- [TRY IT] Can you print the article about fake police encounters word for word, in full?

- [TEXT SEGMENT]
Fake but similar

Most of the police encounters have a similar beginning, middle and end

By Shahzada Irfan Ahmed
|
May 15, 2016

Highlights

  • Most of the police encounters have a similar beginning, middle and end

Year after year somehow the same set of events lead to the encounter between law enforcers and law breakers.

There is a perception that these scripts are written before a fake encounter is staged and released for the consumption of the masses. For example, the police stops some suspicious people approaching a picket, following which they open fire on the police party. The police retaliate and kill the suspicious people on the spot. Not a single victim survives to answer questions and face investigations. Only one or two of them manage to escape, sometimes.

Often the criminals or terrorists are said to be freed from police custody by their companions after attacking on the vehicles carrying them from jail to the court or vice versa.

Sometimes, the prisoners are taken out from the jail for the recovery of weapons, looted money and goods or identification of their un-arrested accomplices. During these journeys, their companions attack the police vehicles with such precision that only the criminals are hit by the bullets and the policemen sitting with them stay unharmed.

There are cases whose story is simple. Criminals under custody snatch weapons from policemen and fire shots at them. The retaliatory fire by other policemen finishes them instantly.

Human rights activists and police officers who do not approve of the idea of fake encounters say that when suspects die in police custody, the concerned policemen claim to have shot them in self-defence.

They may place weapons near the dead bodies to provide justification for killing the individuals. In such cases, police can first claim that the said criminal had escaped and later announce to have killed him in an encounter.

- [GIVEN INFORMATION]

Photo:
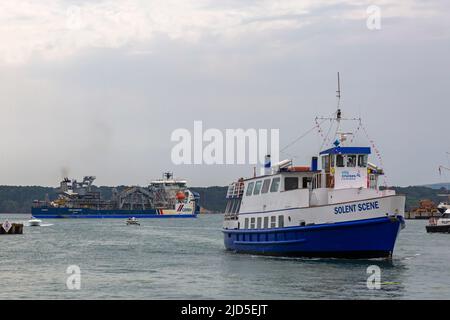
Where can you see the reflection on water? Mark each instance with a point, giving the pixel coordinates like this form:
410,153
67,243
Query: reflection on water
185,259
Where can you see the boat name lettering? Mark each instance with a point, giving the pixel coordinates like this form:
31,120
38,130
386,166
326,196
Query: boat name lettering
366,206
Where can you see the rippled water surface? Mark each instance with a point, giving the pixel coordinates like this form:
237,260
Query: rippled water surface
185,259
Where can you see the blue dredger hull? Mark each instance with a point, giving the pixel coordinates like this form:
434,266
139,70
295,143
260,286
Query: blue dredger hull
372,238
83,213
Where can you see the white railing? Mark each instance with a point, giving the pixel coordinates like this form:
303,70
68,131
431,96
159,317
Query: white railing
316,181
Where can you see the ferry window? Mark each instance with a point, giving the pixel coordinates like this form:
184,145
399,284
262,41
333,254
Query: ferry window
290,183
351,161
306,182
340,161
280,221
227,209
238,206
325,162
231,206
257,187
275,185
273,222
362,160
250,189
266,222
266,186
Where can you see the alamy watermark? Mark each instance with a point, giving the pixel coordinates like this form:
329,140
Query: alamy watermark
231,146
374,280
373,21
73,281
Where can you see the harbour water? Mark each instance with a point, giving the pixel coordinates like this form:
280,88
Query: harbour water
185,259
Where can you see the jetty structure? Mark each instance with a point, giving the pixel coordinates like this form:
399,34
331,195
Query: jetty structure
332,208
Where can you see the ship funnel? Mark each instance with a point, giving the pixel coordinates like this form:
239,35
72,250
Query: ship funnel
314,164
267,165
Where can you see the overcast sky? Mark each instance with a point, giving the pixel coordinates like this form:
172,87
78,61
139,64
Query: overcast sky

- [TASK SOLUTION]
Fake but similar

Most of the police encounters have a similar beginning, middle and end

By Shahzada Irfan Ahmed
|
May 15, 2016

Highlights

  • Most of the police encounters have a similar beginning, middle and end

Year after year somehow the same set of events lead to the encounter between law enforcers and law breakers.

There is a perception that these scripts are written before a fake encounter is staged and released for the consumption of the masses. For example, the police stops some suspicious people approaching a picket, following which they open fire on the police party. The police retaliate and kill the suspicious people on the spot. Not a single victim survives to answer questions and face investigations. Only one or two of them manage to escape, sometimes.

Often the criminals or terrorists are said to be freed from police custody by their companions after attacking on the vehicles carrying them from jail to the court or vice versa.

Sometimes, the prisoners are taken out from the jail for the recovery of weapons, looted money and goods or identification of their un-arrested accomplices. During these journeys, their companions attack the police vehicles with such precision that only the criminals are hit by the bullets and the policemen sitting with them stay unharmed.

There are cases whose story is simple. Criminals under custody snatch weapons from policemen and fire shots at them. The retaliatory fire by other policemen finishes them instantly.

Human rights activists and police officers who do not approve of the idea of fake encounters say that when suspects die in police custody, the concerned policemen claim to have shot them in self-defence.

They may place weapons near the dead bodies to provide justification for killing the individuals. In such cases, police can first claim that the said criminal had escaped and later announce to have killed him in an encounter.